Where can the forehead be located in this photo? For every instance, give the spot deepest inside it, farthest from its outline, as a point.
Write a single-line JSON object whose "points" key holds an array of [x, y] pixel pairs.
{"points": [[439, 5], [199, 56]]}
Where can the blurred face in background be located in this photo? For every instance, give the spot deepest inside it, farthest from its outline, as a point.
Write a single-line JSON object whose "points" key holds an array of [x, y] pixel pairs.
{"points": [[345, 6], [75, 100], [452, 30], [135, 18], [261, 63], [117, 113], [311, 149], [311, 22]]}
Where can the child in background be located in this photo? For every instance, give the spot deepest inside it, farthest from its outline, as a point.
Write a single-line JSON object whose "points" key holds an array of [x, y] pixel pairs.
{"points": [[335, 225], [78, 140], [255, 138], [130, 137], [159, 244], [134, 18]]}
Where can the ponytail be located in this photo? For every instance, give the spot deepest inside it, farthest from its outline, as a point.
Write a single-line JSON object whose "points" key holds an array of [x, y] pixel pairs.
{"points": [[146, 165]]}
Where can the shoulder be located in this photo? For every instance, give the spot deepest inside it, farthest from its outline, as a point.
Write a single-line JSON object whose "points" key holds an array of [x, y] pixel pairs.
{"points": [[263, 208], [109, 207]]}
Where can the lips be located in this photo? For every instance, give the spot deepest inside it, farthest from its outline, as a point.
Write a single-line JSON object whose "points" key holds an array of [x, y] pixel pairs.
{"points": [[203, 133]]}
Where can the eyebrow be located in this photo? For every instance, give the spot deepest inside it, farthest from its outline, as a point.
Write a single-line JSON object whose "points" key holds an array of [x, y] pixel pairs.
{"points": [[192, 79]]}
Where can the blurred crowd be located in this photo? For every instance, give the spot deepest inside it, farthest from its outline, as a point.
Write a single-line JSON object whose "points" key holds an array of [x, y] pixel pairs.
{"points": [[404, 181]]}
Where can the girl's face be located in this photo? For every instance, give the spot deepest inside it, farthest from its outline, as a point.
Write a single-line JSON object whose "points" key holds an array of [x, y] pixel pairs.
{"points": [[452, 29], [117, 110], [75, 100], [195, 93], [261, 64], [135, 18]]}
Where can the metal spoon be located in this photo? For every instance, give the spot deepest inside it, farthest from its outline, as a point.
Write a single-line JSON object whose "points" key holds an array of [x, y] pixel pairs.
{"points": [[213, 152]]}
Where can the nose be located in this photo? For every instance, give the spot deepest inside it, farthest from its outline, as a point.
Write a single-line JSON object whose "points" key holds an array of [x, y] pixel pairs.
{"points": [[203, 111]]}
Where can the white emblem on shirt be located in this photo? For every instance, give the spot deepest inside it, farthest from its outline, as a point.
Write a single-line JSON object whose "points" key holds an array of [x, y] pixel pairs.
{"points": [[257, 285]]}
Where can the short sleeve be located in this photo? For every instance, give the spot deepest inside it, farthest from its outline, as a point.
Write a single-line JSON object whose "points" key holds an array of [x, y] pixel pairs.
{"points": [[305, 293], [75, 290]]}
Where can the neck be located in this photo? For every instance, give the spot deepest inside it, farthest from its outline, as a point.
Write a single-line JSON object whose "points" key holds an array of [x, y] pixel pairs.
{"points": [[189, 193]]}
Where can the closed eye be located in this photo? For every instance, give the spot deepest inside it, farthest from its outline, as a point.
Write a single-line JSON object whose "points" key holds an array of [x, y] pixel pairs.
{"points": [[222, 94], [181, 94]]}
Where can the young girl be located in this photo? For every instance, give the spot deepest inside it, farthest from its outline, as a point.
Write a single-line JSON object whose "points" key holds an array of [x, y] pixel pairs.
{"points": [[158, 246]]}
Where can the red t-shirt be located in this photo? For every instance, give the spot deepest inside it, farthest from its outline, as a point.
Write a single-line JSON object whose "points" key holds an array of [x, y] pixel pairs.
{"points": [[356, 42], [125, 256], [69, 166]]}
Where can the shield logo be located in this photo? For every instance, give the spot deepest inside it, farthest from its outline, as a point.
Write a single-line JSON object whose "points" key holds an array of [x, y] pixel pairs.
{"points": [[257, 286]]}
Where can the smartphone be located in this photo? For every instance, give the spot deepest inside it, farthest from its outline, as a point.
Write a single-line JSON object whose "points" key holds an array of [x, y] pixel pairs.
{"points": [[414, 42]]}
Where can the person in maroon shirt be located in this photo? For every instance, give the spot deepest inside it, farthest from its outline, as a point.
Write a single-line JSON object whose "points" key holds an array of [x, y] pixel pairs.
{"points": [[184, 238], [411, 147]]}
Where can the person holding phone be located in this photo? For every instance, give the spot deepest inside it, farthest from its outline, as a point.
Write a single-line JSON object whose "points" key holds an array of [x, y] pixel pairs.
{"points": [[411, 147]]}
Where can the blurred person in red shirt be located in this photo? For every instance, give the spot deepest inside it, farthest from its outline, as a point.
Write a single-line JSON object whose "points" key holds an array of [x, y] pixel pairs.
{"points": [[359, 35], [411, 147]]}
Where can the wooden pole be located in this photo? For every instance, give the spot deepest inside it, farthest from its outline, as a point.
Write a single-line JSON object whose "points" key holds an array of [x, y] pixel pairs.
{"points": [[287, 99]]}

• • • •

◆ WHAT IS BEING ASKED: Copy every line of the records above that contains "girl".

◆ SOLUTION TO THE EXERCISE:
Where can the girl's face be located in this photo? For every instance, give the spot deepest inside it, farthest from its outline, as a point.
Where can the young girl be located in this photo? For every instance, give the spot deepest inside it, farthest from its outline, as a point.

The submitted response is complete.